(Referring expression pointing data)

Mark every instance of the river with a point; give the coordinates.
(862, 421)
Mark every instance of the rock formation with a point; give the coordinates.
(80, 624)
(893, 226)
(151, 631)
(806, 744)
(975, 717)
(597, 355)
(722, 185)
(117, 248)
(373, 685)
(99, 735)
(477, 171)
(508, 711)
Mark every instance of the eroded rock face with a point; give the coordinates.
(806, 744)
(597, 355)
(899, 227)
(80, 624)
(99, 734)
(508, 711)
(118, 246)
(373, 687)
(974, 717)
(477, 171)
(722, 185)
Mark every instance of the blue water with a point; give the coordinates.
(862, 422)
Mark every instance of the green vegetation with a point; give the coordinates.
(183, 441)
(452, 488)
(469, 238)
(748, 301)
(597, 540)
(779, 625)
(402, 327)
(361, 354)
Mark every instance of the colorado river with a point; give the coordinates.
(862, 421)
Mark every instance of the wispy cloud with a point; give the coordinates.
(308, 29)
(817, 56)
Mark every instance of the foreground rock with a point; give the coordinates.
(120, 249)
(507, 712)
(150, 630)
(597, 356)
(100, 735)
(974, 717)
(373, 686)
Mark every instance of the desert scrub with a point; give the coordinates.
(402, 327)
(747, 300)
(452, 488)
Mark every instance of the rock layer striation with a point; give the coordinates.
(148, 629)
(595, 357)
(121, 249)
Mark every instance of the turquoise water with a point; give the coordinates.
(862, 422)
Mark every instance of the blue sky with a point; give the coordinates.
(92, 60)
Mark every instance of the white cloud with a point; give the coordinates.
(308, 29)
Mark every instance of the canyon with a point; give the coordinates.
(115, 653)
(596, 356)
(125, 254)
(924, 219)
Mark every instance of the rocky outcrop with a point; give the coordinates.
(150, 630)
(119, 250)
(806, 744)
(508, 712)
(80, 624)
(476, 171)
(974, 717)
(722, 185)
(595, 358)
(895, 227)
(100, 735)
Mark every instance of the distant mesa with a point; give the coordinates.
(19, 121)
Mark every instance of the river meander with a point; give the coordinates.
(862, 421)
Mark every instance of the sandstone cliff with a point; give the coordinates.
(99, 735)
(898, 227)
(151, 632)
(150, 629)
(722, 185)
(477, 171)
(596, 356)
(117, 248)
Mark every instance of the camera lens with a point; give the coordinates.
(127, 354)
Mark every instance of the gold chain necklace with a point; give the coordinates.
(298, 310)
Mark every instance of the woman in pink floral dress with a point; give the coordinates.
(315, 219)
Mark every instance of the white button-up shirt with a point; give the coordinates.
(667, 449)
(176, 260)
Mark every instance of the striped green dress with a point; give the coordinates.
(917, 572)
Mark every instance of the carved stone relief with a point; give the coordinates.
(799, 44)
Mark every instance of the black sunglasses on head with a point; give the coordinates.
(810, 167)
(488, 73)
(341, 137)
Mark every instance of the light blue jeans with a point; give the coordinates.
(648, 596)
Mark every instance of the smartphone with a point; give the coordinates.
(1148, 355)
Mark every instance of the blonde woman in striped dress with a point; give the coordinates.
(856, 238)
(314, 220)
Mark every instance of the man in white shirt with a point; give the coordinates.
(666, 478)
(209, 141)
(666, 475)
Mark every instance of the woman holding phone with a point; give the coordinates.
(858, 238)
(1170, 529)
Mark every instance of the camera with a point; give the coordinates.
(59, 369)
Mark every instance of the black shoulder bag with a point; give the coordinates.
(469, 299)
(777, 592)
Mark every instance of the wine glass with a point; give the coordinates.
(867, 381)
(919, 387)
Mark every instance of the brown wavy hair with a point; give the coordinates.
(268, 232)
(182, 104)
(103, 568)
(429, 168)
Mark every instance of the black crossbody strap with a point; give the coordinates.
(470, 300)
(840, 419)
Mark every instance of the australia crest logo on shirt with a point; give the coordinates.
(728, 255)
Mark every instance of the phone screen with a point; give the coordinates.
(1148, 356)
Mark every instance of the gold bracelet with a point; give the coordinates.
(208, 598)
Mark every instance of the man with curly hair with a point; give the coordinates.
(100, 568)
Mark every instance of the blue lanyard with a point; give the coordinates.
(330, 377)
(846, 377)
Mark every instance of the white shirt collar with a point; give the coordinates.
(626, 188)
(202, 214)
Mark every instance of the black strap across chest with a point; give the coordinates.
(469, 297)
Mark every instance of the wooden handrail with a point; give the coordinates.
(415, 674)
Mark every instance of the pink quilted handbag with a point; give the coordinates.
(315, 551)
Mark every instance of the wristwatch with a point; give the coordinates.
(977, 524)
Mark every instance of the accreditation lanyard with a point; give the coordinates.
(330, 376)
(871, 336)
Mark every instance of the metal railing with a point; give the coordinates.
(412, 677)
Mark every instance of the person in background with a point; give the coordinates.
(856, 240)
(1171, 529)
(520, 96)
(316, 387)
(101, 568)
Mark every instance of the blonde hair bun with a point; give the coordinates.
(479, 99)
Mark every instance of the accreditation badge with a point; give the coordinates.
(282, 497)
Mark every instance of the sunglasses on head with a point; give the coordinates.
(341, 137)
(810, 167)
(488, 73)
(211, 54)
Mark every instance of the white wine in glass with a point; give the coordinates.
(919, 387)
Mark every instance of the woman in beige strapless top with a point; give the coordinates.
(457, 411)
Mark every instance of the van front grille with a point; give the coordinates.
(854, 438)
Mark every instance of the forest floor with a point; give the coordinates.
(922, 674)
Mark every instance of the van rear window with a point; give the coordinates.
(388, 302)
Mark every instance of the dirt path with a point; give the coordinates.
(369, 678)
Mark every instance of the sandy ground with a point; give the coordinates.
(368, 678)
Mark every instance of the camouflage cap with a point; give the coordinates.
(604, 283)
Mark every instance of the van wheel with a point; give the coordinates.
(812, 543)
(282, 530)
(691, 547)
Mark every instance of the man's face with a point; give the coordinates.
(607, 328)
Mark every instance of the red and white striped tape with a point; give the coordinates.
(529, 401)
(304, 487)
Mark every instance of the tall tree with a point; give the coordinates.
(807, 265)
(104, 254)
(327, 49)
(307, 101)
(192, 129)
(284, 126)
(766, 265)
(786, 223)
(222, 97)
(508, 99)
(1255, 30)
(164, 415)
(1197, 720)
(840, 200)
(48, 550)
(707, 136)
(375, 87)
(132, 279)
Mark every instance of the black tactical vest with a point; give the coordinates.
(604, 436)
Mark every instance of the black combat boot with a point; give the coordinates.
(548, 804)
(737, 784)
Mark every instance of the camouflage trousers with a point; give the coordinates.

» **WHAT YOU SHOULD DO**:
Copy out each entry once more, character for character.

» **SOLUTION FOR THIS EXERCISE**:
Mark every instance of the river with a point; give the coordinates.
(862, 421)
Mark every instance of the rock formation with a point; give the coordinates.
(80, 624)
(893, 226)
(151, 631)
(806, 744)
(975, 717)
(597, 355)
(722, 185)
(117, 248)
(373, 685)
(99, 735)
(477, 171)
(508, 711)
Mark every instance of the eroded rock face with a point; give the coordinates.
(806, 744)
(597, 355)
(899, 227)
(80, 624)
(99, 734)
(508, 711)
(118, 246)
(373, 687)
(974, 717)
(477, 171)
(722, 185)
Mark every instance of the blue water with a point; give the coordinates.
(862, 422)
Mark every instance of the green vegetation with a point; give the coordinates.
(183, 441)
(452, 488)
(469, 238)
(748, 301)
(597, 540)
(779, 625)
(402, 327)
(361, 354)
Mark every instance of the colorado river with a point; give the coordinates.
(862, 421)
Mark every instance of the wispy cloud with a point; give the coordinates.
(308, 29)
(817, 56)
Mark every instance of the foreground rock with a point; give the coordinates.
(120, 249)
(507, 712)
(150, 630)
(597, 356)
(100, 735)
(974, 717)
(373, 686)
Mark every instance of the desert scrub with a point; give the coordinates.
(402, 327)
(747, 300)
(452, 488)
Mark every instance of the rock layer striation with a point; give the coordinates.
(148, 629)
(595, 357)
(121, 249)
Mark every instance of the turquoise water with a point; give the coordinates.
(862, 422)
Mark every instance of the blue sky with a point; give the coordinates.
(92, 60)
Mark every instance of the white cloud with a point; give the coordinates.
(308, 29)
Mark every instance of the canyon with a point; give the coordinates.
(115, 653)
(596, 356)
(125, 254)
(924, 219)
Mark every instance of the rocky outcrop with a point; give the coordinates.
(150, 630)
(119, 250)
(806, 744)
(508, 712)
(80, 624)
(476, 171)
(974, 717)
(722, 185)
(595, 358)
(895, 227)
(100, 735)
Mark every instance of the distant mesa with a point; give the coordinates.
(19, 121)
Mark every instance of the river meander with a point; give the coordinates.
(862, 421)
Mark every instance of the sandstone cliff with a point; give the coordinates.
(99, 735)
(898, 227)
(151, 632)
(150, 629)
(722, 185)
(477, 171)
(596, 356)
(117, 248)
Mark every instance of the camera lens with a point; give the coordinates.
(127, 354)
Mark every instance of the gold chain necklace with a point; give the coordinates.
(298, 310)
Mark every instance of the woman in pink floral dress with a point; give the coordinates.
(315, 219)
Mark every instance of the white button-up shirt with a point; give the coordinates.
(667, 449)
(176, 260)
Mark every instance of the striped green dress with a point; give the coordinates.
(917, 572)
Mark every instance of the carved stone relief with a point; give the coordinates.
(799, 44)
Mark every instance of the black sunglasses on head with a point; give the coordinates.
(810, 167)
(488, 73)
(341, 137)
Mark every instance of the light blue jeans with a point; give the coordinates.
(648, 596)
Mark every instance of the smartphone with a point; give the coordinates.
(1148, 355)
Mark every instance of the blonde woman in striped dress with a point; give the coordinates.
(856, 238)
(314, 220)
Mark every instance of the man in white shirt with a point; give the coordinates.
(666, 478)
(209, 141)
(666, 475)
Mark every instance of the woman holding phone with a point; give the coordinates.
(858, 238)
(1170, 529)
Mark every instance of the camera with a point; give the coordinates.
(59, 369)
Mark every instance of the black shoulder bag with a point; give the coordinates.
(469, 299)
(777, 592)
Mark every instance of the wine glass with a point; give the coordinates.
(867, 381)
(919, 387)
Mark every instance of the brown wavy hair with a point; give the coordinates.
(268, 232)
(182, 104)
(103, 568)
(429, 168)
Mark every instance of the black crossbody strap with a point; give the coordinates.
(470, 300)
(840, 419)
Mark every instance of the australia crest logo on shirt with a point; give the coordinates.
(728, 255)
Mark every instance of the phone screen with a point; give the coordinates.
(1148, 356)
Mark every instance of the gold bracelet with a point; give the coordinates.
(208, 598)
Mark every instance of the man with curly hair with a point; give the coordinates.
(100, 568)
Mark every instance of the blue lanyard with a point; give the coordinates.
(330, 377)
(846, 377)
Mark every instance of the white shirt collar with a point; give the coordinates.
(626, 188)
(202, 214)
Mark every instance of the black strap across chest with a point; give the coordinates.
(469, 297)
Mark every instance of the wooden handrail with a point; give the coordinates.
(415, 674)
Mark every instance of the pink quilted handbag with a point; give the coordinates.
(315, 551)
Mark every instance of the wristwatch with a point; give the coordinates.
(977, 524)
Mark every instance of the accreditation lanyard with a point; give the coordinates.
(330, 376)
(871, 336)
Mark every instance of the metal railing with a point; give the coordinates.
(412, 677)
Mark every instance of the person in background with a point; give the coordinates.
(856, 240)
(1171, 529)
(520, 96)
(316, 387)
(101, 568)
Mark every instance of the blonde hair bun with a point; give the coordinates.
(479, 99)
Mark every instance of the accreditation badge with a point; give the coordinates.
(282, 497)
Mark every instance of the sunglasses on head with a point; give the coordinates.
(341, 137)
(810, 167)
(488, 73)
(211, 54)
Mark every instance of the white wine in glass with a point; give the coordinates.
(919, 387)
Mark every instance of the woman in beige strapless top with a point; give the coordinates.
(457, 411)
Mark every instance of the van front grille with a point; give the coordinates.
(854, 438)
Mark every instance of the forest floor with a point; give the coordinates.
(922, 674)
Mark every instance of the van rear window with a point; give the coordinates.
(388, 302)
Mark every instance of the dirt path with a point; give the coordinates.
(369, 678)
Mark every instance of the sandy ground with a point; give the coordinates.
(368, 678)
Mark every instance of the camouflage cap with a point; give the coordinates.
(604, 283)
Mark every instance of the van wheel with a point; give the coordinates.
(812, 543)
(282, 530)
(691, 547)
Mark every instance of the man's face with a point; give the coordinates.
(607, 328)
Mark every instance of the red and white striped tape with a point; give the coordinates.
(529, 401)
(304, 487)
Mark every instance of the tall tree with a point; give the coordinates.
(807, 265)
(104, 254)
(327, 49)
(307, 101)
(192, 129)
(284, 126)
(766, 265)
(786, 223)
(222, 97)
(508, 99)
(1255, 30)
(164, 415)
(1197, 720)
(840, 200)
(48, 550)
(707, 136)
(375, 87)
(132, 279)
Mark every instance of the black tactical vest with a point; give the coordinates.
(604, 436)
Mark every instance of the black combat boot with a point; give the coordinates.
(548, 804)
(737, 784)
Mark every instance of the camouflage trousers with a point; give the coordinates.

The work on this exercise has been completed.